Down to the last line, write out the entries below exactly and omit all pictures.

*Information given:*
--- START ---
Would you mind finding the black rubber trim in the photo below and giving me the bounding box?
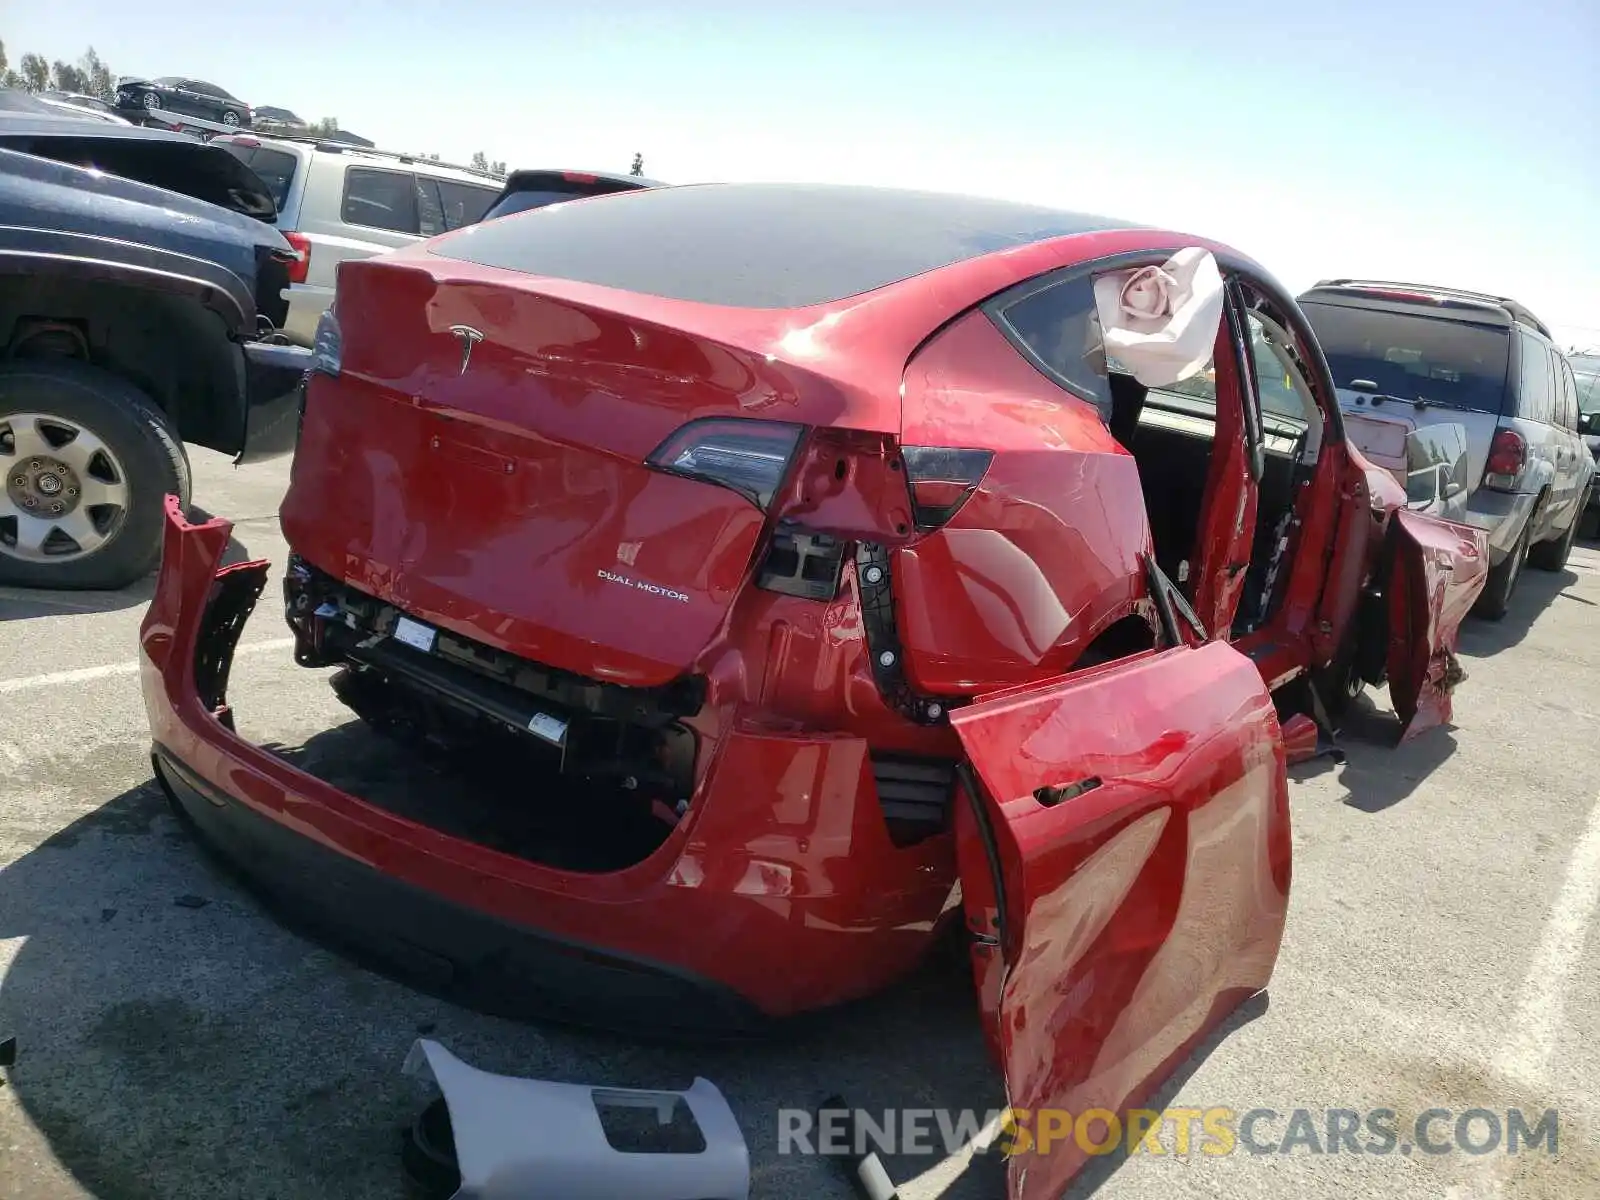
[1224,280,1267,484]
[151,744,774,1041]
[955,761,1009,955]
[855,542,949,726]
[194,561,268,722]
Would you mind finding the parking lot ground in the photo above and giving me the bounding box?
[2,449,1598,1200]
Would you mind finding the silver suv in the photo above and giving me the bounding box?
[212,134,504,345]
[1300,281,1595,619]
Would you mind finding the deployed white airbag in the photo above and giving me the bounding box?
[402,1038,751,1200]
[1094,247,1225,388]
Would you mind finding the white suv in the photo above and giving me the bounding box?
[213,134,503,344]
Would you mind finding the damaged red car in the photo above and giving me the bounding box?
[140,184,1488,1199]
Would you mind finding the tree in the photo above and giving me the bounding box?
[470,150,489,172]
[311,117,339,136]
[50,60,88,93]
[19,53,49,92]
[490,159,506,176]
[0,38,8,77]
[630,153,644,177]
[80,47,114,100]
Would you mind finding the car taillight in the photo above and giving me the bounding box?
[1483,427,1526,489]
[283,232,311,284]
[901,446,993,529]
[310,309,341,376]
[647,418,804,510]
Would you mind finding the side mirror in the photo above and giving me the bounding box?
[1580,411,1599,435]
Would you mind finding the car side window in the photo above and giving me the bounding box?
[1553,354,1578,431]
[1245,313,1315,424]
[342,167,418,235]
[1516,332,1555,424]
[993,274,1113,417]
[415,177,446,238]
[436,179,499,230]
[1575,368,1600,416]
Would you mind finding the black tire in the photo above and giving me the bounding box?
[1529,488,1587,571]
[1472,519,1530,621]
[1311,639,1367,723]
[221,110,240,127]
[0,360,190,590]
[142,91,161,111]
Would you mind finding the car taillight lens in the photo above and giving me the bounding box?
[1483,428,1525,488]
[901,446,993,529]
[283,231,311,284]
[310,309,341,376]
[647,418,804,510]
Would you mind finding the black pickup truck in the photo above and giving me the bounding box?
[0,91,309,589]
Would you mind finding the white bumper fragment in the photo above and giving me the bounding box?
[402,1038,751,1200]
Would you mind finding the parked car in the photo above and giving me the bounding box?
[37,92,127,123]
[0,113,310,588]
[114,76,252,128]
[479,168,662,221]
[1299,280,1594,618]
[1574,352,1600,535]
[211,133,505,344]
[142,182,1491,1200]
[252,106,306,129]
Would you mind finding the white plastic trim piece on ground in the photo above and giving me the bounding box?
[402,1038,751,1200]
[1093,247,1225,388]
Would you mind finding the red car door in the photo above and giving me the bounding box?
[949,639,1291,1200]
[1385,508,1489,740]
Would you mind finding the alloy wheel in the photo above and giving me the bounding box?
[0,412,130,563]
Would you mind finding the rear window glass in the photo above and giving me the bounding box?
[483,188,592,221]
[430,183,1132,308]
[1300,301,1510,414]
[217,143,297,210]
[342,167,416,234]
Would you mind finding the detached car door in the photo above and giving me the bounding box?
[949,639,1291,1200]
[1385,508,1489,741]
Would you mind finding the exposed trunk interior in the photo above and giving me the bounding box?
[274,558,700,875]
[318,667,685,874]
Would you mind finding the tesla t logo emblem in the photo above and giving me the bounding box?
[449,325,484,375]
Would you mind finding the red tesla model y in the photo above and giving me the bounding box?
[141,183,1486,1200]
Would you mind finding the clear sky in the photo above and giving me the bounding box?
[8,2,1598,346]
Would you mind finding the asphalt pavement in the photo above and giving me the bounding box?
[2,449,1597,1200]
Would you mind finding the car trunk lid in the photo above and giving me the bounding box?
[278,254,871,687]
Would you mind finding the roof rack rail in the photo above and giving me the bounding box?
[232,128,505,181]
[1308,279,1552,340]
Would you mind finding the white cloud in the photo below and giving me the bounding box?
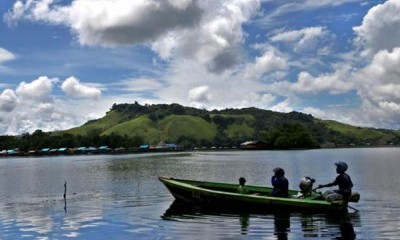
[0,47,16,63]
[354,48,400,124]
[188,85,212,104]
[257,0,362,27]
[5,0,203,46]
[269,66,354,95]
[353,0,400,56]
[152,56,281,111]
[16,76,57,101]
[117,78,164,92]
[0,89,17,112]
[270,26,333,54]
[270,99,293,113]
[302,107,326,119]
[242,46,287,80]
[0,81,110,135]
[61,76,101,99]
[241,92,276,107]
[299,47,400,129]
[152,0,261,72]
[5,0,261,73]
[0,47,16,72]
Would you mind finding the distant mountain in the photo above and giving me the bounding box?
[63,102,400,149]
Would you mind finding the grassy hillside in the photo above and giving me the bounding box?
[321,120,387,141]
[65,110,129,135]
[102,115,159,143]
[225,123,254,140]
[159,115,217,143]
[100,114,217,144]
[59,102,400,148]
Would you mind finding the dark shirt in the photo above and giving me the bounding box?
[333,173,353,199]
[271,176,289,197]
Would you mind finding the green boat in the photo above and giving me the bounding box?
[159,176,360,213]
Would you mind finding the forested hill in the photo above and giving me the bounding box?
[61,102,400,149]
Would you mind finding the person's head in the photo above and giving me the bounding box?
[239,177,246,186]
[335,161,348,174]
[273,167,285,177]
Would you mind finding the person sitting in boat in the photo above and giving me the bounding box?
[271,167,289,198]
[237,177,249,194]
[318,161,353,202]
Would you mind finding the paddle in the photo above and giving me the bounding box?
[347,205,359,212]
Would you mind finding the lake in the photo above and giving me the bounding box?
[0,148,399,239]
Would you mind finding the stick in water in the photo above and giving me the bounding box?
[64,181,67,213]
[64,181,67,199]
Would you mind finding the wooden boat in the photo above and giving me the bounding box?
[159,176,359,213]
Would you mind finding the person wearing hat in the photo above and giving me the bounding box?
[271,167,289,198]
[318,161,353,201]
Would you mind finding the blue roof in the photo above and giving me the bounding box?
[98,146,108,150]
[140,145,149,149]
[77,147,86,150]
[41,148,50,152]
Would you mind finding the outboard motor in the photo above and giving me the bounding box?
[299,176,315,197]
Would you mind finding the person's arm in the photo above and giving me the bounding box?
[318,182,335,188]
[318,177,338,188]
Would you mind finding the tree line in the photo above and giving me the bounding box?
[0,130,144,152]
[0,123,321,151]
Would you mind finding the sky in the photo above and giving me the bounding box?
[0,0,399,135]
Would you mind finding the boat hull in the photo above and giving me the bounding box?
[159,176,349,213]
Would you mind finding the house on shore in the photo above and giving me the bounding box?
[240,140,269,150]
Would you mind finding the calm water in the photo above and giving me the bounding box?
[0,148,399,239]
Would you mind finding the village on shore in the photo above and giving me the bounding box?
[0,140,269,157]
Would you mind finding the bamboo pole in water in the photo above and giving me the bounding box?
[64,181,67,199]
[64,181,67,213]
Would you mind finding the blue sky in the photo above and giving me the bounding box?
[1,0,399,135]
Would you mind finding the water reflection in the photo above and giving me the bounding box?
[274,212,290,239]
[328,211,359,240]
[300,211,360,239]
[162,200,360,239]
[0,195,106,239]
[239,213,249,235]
--- END ---
*Output of the task:*
Would you mind finding the black rubber trim in the photo below and giving me the bounding box?
[1224,280,1267,484]
[151,744,774,1041]
[955,761,1009,955]
[855,542,949,726]
[194,561,268,722]
Would you mind finding the parking lot ground in the photo above and giving me the bounding box?
[2,449,1598,1200]
Would you mind finding the silver suv in the photo above and giving me the bounding box?
[212,134,504,345]
[1300,281,1595,619]
Would you mind finding the deployed white airbag in the photo above and giving me the bounding box?
[402,1038,751,1200]
[1094,247,1225,388]
Would you mind finding the white suv in the photo above and giving me the bounding box?
[213,134,503,344]
Would you mind finding the damaged red car in the photo above and giving me the bounding box?
[140,184,1488,1199]
Would you mind finding the tree in the photo above and giving me the bounding box?
[470,150,489,172]
[311,117,339,136]
[50,60,88,93]
[19,53,49,92]
[490,159,506,176]
[0,38,8,77]
[630,153,644,177]
[80,47,114,100]
Would you mind finding the car taillight in the photo above and giving me the bounding box?
[1483,427,1526,489]
[283,232,311,284]
[901,446,993,529]
[310,309,341,376]
[647,418,804,510]
Would you mind finding the side mirror in the photo above and giving me the bounding box?
[1580,411,1599,435]
Would you mind finding the car side window in the photo above and giving me the bounding box?
[1553,354,1578,431]
[1245,313,1315,424]
[342,167,418,235]
[1516,332,1555,424]
[993,274,1113,417]
[415,177,446,238]
[436,179,499,230]
[1575,368,1600,416]
Would you mind finding the black tire in the photo above and giving me the bounding box?
[1529,488,1587,571]
[1472,519,1530,621]
[1311,639,1367,723]
[221,110,240,127]
[0,360,190,590]
[142,91,161,111]
Would you mind finding the car taillight lens in the photo above and giving me the bounding box?
[1483,428,1525,488]
[901,446,993,529]
[283,231,311,284]
[310,309,341,376]
[647,418,804,510]
Would you mind finding the black pickup truck in the photo above and giving me the bounding box?
[0,91,309,589]
Would you mind finding the white bumper fragment in the photo above and giving me the bounding box?
[402,1038,751,1200]
Would you mind finding the parked car in the photo above and giving me the bounding box?
[37,92,127,123]
[0,113,310,588]
[114,76,252,128]
[479,168,662,221]
[1299,280,1594,618]
[1574,352,1600,535]
[211,133,505,344]
[142,182,1491,1200]
[252,106,306,129]
Would you mind finding the white plastic trim piece on ground in the photo above and giving me the bounding box?
[402,1038,751,1200]
[1093,247,1225,388]
Would you mind finding the red car door in the photo above and giving me the bounding box?
[949,639,1291,1200]
[1385,508,1489,740]
Would you mind finding the alloy wheel in the photo above and giving me the bounding box?
[0,412,130,563]
Would you mind finding the rear window glass in the photo above and giving me the bounding box?
[483,188,592,221]
[430,183,1132,308]
[1300,301,1510,414]
[217,143,297,210]
[342,167,416,234]
Would you mind finding the detached car door in the photo above and giving me the bounding box?
[949,639,1291,1200]
[1385,508,1489,741]
Would you mind finding the exposed trunk interior in the photo above and giving me the bounding box?
[274,558,700,875]
[318,667,685,874]
Would you mind finding the tesla t logo emblem in the photo above and giving me the bounding box?
[449,325,484,375]
Would you mind finding the red tesla model y in the photo above and giving me the bounding box?
[141,183,1486,1200]
Would you mind finding the clear sky in the photo above and giving me the bounding box?
[8,2,1598,346]
Would you mind finding the asphalt pavement in the photo above and giving me the bounding box?
[2,449,1597,1200]
Would you mind finding the car trunk lid in the photo above and giving me the bounding box?
[278,254,871,687]
Would you mind finding the roof rack rail in the photo above and giving me the bounding box?
[232,128,505,181]
[1308,279,1552,340]
Would you mind finding the white cloud in the photo below and giving me the bounding box?
[0,47,16,63]
[354,48,400,124]
[188,85,212,104]
[257,0,362,27]
[5,0,203,46]
[269,66,354,95]
[353,0,400,56]
[152,56,281,111]
[16,76,57,101]
[117,78,164,92]
[0,89,17,112]
[270,26,333,54]
[270,99,293,113]
[302,107,326,119]
[242,46,287,80]
[0,81,110,135]
[61,76,101,99]
[241,92,276,107]
[299,47,400,129]
[152,0,261,72]
[5,0,261,73]
[0,47,16,72]
Would you mind finding the distant mountain in the photo above and giving me the bounding box?
[63,102,400,149]
Would you mind finding the grassy hillside in the photo above and giving me the bounding box?
[321,120,387,141]
[65,110,129,135]
[102,115,159,143]
[225,123,254,140]
[159,115,217,143]
[100,114,217,144]
[59,102,400,148]
Would you mind finding the dark shirt in the photo above and giving me the bounding box?
[333,173,353,199]
[271,176,289,197]
Would you mind finding the green boat in the photo above and giving me the bounding box?
[159,176,360,213]
Would you mind finding the forested hill in the photo above and giving me the bounding box?
[61,102,400,149]
Would you mind finding the person's head in the photo above and giving me the bounding box?
[239,177,246,186]
[335,161,348,174]
[273,167,285,177]
Would you mind finding the person sitting in boat in the photo above and giving me the bounding box?
[271,167,289,198]
[237,177,249,194]
[318,161,353,202]
Would you mind finding the paddle in the photo above and giving me the bounding box?
[347,205,359,212]
Would you mind finding the lake in the photo above and giving me the bounding box?
[0,148,399,239]
Would you mind finding the stick in water in the photo above and giving me the bounding box?
[64,181,67,213]
[64,181,67,199]
Would you mind finding the wooden boat in the photo above and giving me the bounding box?
[159,176,359,213]
Would you mind finding the person wearing hat in the photo above and giving me the bounding box?
[271,167,289,198]
[318,161,353,201]
Would you mind finding the blue roof in the photo above and giving me the bounding box?
[98,146,108,150]
[140,145,149,149]
[77,147,86,150]
[41,148,50,152]
Would you mind finding the outboard motor in the photo above and giving me the bounding box?
[299,176,315,197]
Would you mind finding the person's arm in the photo above and giving me the bounding box?
[318,182,335,188]
[318,177,338,188]
Would you mind finding the tree line in the photo above and giving me the bounding box?
[0,130,144,152]
[0,123,321,151]
Would you mind finding the sky in the photo above and giving me the bounding box?
[0,0,399,135]
Would you mind finding the boat hull in the photo above and giving me the bounding box?
[159,176,349,213]
Would you mind finding the house on shore in the photo above and giving me the bounding box?
[240,140,269,150]
Would you mind finding the calm water in the photo above and giving me the bounding box?
[0,148,399,239]
Would you mind finding the village on shore in the photo above and giving me the bounding box?
[0,140,269,157]
Would you mind finding the bamboo pole in water in the photo above and giving me the bounding box?
[64,181,67,199]
[64,181,67,213]
Would you mind finding the blue sky in the photo above and giving me the bounding box?
[1,0,399,135]
Would you mind finding the water reflection in the photo above and giving me the bounding box?
[274,212,290,239]
[328,211,359,240]
[300,211,360,239]
[162,200,360,239]
[0,195,106,239]
[239,213,249,235]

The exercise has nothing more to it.